## EXERCISE INSTRUCTIONS
Set down all of the data again, character for character.
..............................
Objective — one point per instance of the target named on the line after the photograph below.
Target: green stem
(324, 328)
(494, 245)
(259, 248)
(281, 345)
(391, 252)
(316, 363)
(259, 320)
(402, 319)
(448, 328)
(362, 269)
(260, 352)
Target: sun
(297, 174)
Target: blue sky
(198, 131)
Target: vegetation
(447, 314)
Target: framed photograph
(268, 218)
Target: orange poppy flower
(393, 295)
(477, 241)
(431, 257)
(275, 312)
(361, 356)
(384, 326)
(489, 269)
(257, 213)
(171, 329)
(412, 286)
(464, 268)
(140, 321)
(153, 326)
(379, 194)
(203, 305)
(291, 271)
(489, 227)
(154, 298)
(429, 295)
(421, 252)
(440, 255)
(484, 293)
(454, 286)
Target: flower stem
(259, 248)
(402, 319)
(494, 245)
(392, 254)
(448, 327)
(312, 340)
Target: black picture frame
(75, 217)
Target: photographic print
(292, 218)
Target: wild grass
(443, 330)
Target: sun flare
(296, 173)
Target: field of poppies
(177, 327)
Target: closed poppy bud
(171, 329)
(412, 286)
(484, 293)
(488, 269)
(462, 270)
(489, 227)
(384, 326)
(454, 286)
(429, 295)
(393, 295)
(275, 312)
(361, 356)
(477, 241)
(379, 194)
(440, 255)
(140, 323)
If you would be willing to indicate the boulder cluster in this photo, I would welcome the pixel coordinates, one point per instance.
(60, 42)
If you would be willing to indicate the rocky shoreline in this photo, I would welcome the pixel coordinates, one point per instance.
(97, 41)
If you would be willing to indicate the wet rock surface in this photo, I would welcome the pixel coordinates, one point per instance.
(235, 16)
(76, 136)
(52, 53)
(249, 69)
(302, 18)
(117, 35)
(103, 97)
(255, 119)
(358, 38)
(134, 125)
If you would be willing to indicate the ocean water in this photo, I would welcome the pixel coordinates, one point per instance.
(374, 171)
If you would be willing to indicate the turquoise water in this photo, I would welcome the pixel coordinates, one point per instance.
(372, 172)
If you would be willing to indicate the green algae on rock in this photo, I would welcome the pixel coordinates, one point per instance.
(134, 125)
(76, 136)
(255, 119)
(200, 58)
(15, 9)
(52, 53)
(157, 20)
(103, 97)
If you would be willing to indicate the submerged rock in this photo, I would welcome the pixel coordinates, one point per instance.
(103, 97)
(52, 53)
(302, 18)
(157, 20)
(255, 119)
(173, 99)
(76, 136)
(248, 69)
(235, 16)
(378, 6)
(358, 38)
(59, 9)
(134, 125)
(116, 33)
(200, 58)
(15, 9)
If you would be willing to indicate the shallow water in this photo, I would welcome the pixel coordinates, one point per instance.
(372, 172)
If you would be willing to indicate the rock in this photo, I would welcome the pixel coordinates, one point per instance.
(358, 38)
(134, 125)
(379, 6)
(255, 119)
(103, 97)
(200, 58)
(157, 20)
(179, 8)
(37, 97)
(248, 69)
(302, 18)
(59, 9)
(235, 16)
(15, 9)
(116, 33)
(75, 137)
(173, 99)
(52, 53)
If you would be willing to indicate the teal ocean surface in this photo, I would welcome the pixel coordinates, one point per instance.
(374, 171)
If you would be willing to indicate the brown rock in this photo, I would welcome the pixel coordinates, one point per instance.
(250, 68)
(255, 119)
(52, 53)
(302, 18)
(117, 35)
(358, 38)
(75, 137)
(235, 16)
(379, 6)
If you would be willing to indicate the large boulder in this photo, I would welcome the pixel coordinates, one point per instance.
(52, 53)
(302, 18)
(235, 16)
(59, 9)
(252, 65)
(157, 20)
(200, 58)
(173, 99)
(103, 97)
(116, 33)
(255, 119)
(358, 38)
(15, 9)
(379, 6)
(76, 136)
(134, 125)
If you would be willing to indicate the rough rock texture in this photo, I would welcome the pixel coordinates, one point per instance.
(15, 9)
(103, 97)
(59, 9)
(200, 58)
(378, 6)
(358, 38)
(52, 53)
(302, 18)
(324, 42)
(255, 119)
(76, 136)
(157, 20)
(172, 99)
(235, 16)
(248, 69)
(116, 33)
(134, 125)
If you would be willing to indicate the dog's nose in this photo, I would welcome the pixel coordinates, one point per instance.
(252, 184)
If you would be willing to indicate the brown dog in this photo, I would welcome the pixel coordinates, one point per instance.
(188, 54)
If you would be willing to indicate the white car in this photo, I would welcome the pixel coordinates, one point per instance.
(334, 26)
..............................
## EXERCISE OUTPUT
Objective — one point per instance of the target named on the line after the photograph below.
Target: green stem
(324, 328)
(494, 245)
(259, 248)
(281, 345)
(391, 252)
(316, 363)
(259, 320)
(402, 319)
(448, 328)
(362, 269)
(260, 352)
Target: sun
(297, 174)
Target: blue sky
(198, 131)
Target: vegetation
(447, 314)
Target: framed photograph
(268, 218)
Target: orange poppy flower
(393, 295)
(477, 241)
(431, 257)
(275, 312)
(361, 356)
(384, 326)
(489, 269)
(257, 213)
(171, 329)
(412, 286)
(464, 268)
(140, 321)
(153, 326)
(379, 194)
(203, 305)
(291, 271)
(489, 227)
(154, 298)
(429, 295)
(421, 252)
(440, 255)
(484, 293)
(454, 286)
Target: flower stem
(259, 248)
(402, 319)
(494, 245)
(392, 254)
(448, 327)
(312, 340)
Target: black picture frame
(75, 217)
Target: photographic print
(292, 218)
Target: wild grass
(443, 330)
Target: sun flare
(296, 173)
Target: field of poppies
(177, 327)
Target: closed poppy bud
(171, 329)
(412, 286)
(484, 293)
(488, 269)
(462, 270)
(489, 227)
(384, 326)
(454, 286)
(429, 295)
(393, 295)
(275, 312)
(361, 356)
(477, 241)
(379, 194)
(440, 255)
(140, 323)
If you would be willing to indicate the boulder cluster in this photo, I would welcome the pixel coordinates, one point per instance.
(60, 42)
If you would be willing to indicate the rocky shoreline in this photo, I would welcome the pixel coordinates, one point per instance.
(97, 41)
If you would be willing to indicate the wet rock surface in this photo, I would welcome the pixel coordinates, one point per instance.
(235, 16)
(76, 136)
(52, 53)
(249, 69)
(302, 18)
(117, 35)
(103, 97)
(255, 119)
(358, 38)
(134, 125)
If you would be willing to indicate the ocean water in this photo, I would welcome the pixel coordinates, one point per instance.
(374, 171)
If you would be willing to indicate the turquoise water in this photo, I would welcome the pixel coordinates, one point per instance.
(372, 172)
If you would be willing to indicate the green algae on rock in this photo, I would welcome the pixel coordinates, one point per instance.
(134, 125)
(76, 136)
(255, 119)
(200, 58)
(15, 9)
(52, 53)
(157, 20)
(103, 97)
If you would be willing to indicate the submerged rock in this photo, I would welcome the pixel coordinates, one point per instance.
(103, 97)
(52, 53)
(302, 18)
(157, 20)
(255, 119)
(173, 99)
(76, 136)
(248, 69)
(235, 16)
(378, 6)
(358, 38)
(59, 9)
(134, 125)
(116, 33)
(200, 58)
(15, 9)
If you would be willing to indicate the shallow water in this photo, I would welcome the pixel coordinates, one point per instance.
(372, 172)
If you would be willing to indicate the rock in this photo, I would welcome the pixel coordinates, one point per instance.
(358, 38)
(134, 125)
(379, 6)
(255, 119)
(103, 97)
(200, 58)
(157, 20)
(179, 8)
(37, 97)
(248, 69)
(302, 18)
(59, 9)
(235, 16)
(15, 9)
(116, 33)
(75, 137)
(173, 99)
(52, 53)
If you would be willing to indicate the teal ocean surface in this photo, I would welcome the pixel coordinates, one point per instance.
(374, 171)
If you would be willing to indicate the brown rock in this photo, I would welcome the pixel coordinates, one point per instance.
(250, 68)
(255, 119)
(52, 53)
(302, 18)
(117, 35)
(358, 38)
(75, 137)
(235, 16)
(379, 6)
If you would be willing to indicate the large boulder in this photo, I would welcome the pixel coordinates, one point per instance.
(52, 53)
(302, 18)
(235, 16)
(59, 9)
(252, 65)
(157, 20)
(200, 58)
(173, 99)
(103, 97)
(116, 33)
(255, 119)
(358, 38)
(15, 9)
(379, 6)
(76, 136)
(134, 125)
If you would be willing to indicate the rough rock texture in this photo, I would welcome the pixel coordinates, one point per instance.
(15, 9)
(103, 97)
(59, 9)
(200, 58)
(378, 6)
(358, 38)
(52, 53)
(302, 18)
(324, 42)
(255, 119)
(76, 136)
(157, 20)
(172, 99)
(235, 16)
(248, 69)
(116, 33)
(134, 125)
If you would be willing to indicate the dog's nose in this photo, I would welcome the pixel coordinates, one point per instance.
(252, 184)
If you would be willing to indicate the brown dog in this photo, I would welcome the pixel coordinates, one point per instance.
(188, 54)
If you would be willing to indicate the white car in this photo, I would welcome the pixel coordinates, one point per instance.
(334, 26)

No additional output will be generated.